- [WHAT IS EXPECTED] Reproduce every one of the entries below line for line, with no changes, and omit the pictures from your copy.
-------- GIVEN RECORDS
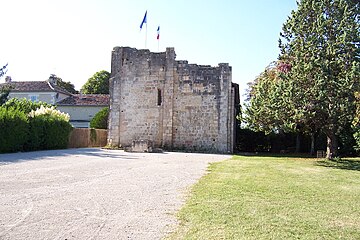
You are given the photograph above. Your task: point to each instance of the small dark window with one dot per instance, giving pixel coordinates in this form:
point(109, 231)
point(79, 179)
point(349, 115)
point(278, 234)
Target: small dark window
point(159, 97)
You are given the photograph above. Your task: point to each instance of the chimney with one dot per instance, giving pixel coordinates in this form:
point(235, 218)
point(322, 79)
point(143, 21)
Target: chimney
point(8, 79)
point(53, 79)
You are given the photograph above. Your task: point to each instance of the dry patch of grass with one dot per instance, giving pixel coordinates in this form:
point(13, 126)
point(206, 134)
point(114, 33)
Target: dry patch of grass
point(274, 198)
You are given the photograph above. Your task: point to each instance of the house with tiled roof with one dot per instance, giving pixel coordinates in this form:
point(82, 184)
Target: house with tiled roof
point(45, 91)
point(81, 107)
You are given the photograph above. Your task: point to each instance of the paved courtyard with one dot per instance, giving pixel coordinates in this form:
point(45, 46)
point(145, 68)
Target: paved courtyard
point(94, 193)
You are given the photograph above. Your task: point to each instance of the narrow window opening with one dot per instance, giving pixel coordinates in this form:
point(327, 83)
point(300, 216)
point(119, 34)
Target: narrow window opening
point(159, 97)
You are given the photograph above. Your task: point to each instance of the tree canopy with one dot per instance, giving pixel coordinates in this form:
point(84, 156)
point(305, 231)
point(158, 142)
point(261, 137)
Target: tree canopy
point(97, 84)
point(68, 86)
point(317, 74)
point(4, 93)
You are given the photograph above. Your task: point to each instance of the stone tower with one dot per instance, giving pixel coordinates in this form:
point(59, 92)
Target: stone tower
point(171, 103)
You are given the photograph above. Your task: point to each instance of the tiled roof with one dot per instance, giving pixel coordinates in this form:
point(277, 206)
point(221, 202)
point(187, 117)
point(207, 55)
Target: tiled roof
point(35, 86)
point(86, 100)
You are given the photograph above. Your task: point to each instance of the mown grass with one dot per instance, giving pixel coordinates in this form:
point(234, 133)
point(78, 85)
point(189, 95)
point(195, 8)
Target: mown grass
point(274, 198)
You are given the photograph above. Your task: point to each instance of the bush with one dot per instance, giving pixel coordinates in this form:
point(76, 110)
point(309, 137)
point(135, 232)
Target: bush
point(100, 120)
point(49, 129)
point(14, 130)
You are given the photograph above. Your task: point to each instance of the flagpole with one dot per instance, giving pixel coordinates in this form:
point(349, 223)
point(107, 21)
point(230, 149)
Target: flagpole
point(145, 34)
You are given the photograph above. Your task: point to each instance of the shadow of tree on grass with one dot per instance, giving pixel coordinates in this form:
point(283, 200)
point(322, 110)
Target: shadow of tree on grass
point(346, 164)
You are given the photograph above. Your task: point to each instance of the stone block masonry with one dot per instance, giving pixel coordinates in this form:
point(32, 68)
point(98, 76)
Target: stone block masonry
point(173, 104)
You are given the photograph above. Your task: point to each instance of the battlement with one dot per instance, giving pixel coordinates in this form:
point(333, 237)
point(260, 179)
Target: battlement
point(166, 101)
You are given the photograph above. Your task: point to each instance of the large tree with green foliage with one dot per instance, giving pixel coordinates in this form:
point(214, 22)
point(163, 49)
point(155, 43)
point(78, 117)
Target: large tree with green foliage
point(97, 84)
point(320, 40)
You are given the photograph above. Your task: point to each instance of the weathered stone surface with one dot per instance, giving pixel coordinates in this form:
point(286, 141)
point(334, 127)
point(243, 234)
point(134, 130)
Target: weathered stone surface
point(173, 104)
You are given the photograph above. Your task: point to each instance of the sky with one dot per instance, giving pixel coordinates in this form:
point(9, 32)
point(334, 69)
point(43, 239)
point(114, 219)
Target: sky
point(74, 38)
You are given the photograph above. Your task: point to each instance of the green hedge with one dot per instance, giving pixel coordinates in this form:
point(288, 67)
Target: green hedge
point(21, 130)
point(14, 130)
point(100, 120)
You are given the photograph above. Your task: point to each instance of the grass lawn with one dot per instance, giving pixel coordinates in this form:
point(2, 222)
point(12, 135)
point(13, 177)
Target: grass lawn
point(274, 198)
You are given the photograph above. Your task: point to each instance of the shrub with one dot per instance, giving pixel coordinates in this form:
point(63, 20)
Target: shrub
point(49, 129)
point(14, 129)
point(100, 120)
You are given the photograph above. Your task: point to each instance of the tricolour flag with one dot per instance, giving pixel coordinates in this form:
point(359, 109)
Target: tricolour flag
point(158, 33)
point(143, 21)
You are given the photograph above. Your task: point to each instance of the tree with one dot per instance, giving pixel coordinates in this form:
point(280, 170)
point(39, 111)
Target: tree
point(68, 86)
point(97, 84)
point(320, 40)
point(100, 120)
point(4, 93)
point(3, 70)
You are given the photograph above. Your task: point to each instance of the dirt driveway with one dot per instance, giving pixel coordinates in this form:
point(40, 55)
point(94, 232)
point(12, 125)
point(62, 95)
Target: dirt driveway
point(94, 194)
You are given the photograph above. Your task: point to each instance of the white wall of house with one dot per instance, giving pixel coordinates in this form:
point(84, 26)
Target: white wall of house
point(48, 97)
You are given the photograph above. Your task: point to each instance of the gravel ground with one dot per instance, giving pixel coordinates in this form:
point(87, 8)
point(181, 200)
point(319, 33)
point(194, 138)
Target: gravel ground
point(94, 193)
----------------
- [ANSWER TO THIS EXERCISE]
You are given the photograph above. Your task: point to each instance of the small dark window with one dot per instance, giving pixel coordinates in this form:
point(109, 231)
point(79, 179)
point(349, 115)
point(278, 234)
Target: small dark window
point(159, 97)
You are given the photograph above. Your task: point to each instance of the chimney with one dot per instance, giving pixel coordinates in this form:
point(235, 218)
point(322, 79)
point(143, 21)
Target: chimney
point(8, 79)
point(53, 79)
You are given the photograph above. Your task: point to each instance of the dry patch of grass with one dot per instance, giving pixel coordinates in this form:
point(13, 126)
point(206, 134)
point(114, 33)
Target: dry patch of grass
point(274, 198)
You are given the photograph above. Your task: point to each instance of the house with tiled roof with one dot per instance, giving pixel coordinates in this form:
point(82, 184)
Target: house with tiled roof
point(45, 91)
point(81, 107)
You are given the photograph above. Your task: point to each instance of the paved courtyard with one dot per instance, giving pixel coordinates in this form:
point(45, 46)
point(145, 68)
Target: paved courtyard
point(94, 193)
You are given the photograph above. Your task: point to each instance of the narrow window opening with one dot per instance, giving pixel coordinates in this form:
point(327, 83)
point(300, 216)
point(119, 34)
Target: narrow window opening
point(159, 97)
You are given the photograph above. Your task: point to each instance of the tree canopy with one dot per instance, giving pixel coordinates in this form:
point(84, 156)
point(305, 231)
point(158, 142)
point(261, 137)
Target: tree canopy
point(97, 84)
point(68, 86)
point(317, 74)
point(4, 93)
You are given the photograph above. Your task: point to each instance of the stone tower with one dot per instance, giving pixel coordinates in this form:
point(59, 92)
Target: stone tower
point(171, 103)
You are given the photograph above. Your task: point to each instance of the tiled roof with one dot per instance, giving pixel coordinates in this form:
point(277, 206)
point(221, 202)
point(187, 117)
point(207, 55)
Target: tiled roof
point(35, 86)
point(86, 100)
You are given the photograph above. Your task: point to each instance of the mown grass with one dot per instance, giving pixel coordinates in this form:
point(234, 133)
point(78, 85)
point(189, 95)
point(195, 8)
Target: mown grass
point(274, 198)
You are given the photograph above. Your task: point to each instance of the bush with one dot per instance, giving pixel coordinates in this form:
point(76, 110)
point(309, 137)
point(135, 232)
Target: bush
point(100, 120)
point(49, 129)
point(14, 130)
You are given the photograph above. Your task: point to each instance of the flagpole with one dot per instance, giving pixel coordinates in this form:
point(349, 223)
point(107, 21)
point(230, 149)
Target: flagpole
point(145, 34)
You are given the photograph above. Your task: point to each instance of the shadow of tree on grass with one dot per instance, giving pixel coordinates in this form:
point(283, 200)
point(322, 110)
Target: shadow of tree on grass
point(346, 164)
You are given the photograph above. Your task: point to each instance of the stone block masonry with one dot per instance, giving pixel coordinates in this form:
point(32, 68)
point(98, 76)
Target: stone block masonry
point(173, 104)
You are given the photograph above. Your task: point to each instance of the battlement with one dot per instance, giving pixel coordinates in this form:
point(333, 237)
point(260, 179)
Target: battlement
point(166, 101)
You are given the photograph above. Your task: point to each instance of the large tree with green foliage with one dot per instance, giving pixel coordinates in this form:
point(214, 22)
point(163, 49)
point(155, 43)
point(78, 117)
Target: large tree with green foliage
point(97, 84)
point(320, 40)
You are given the photograph above. Your task: point to each instance of the weathered stone surface with one dot per instance, giving pixel coordinates in this form:
point(286, 141)
point(334, 127)
point(243, 234)
point(134, 130)
Target: weathered stone surface
point(173, 104)
You are given the photograph above. Your task: point to each instance of the sky with one dot per instance, giving pixel coordinates in this form:
point(9, 32)
point(334, 69)
point(43, 239)
point(114, 219)
Target: sky
point(74, 38)
You are given the photograph above. Your task: point to each instance of the green hedge with one dot per instance, giving pixel coordinates in this form:
point(288, 67)
Target: green hedge
point(21, 130)
point(14, 130)
point(100, 120)
You are given the photograph above. Your task: point to each instance of the grass lawn with one dot per instance, giving pixel coordinates in this form:
point(2, 222)
point(12, 135)
point(13, 177)
Target: grass lawn
point(274, 198)
You are given the photograph above. Your task: point to each instance of the shrub with one dot per instance, giving pixel coordinates in this form:
point(63, 20)
Target: shrub
point(49, 129)
point(14, 129)
point(100, 120)
You are given the photograph above. Your task: point to each instance of the tricolour flag with one dot per instance, giving pixel coordinates in this form:
point(359, 109)
Target: tricolour flag
point(158, 33)
point(143, 21)
You are given the photograph above. Your task: point to each instance of the tree with one dot per instance, giving pixel coordinates in this form:
point(280, 170)
point(39, 111)
Target: tree
point(68, 86)
point(97, 84)
point(320, 40)
point(100, 120)
point(4, 93)
point(3, 70)
You are given the photograph above. Your task: point to each instance of the dirt driveway with one dot per instance, giving pixel coordinates in this form:
point(40, 55)
point(94, 232)
point(12, 125)
point(62, 95)
Target: dirt driveway
point(94, 194)
You are given the photograph above. Your task: point to each instance of the white wall of house with one dot per instance, giving pixel coordinates in this form:
point(84, 26)
Target: white wall of house
point(48, 97)
You are given the photograph above. Your task: point to each instance of the gravel ground with one dot per instance, giving pixel coordinates in this form:
point(87, 8)
point(181, 200)
point(319, 33)
point(194, 138)
Target: gravel ground
point(94, 193)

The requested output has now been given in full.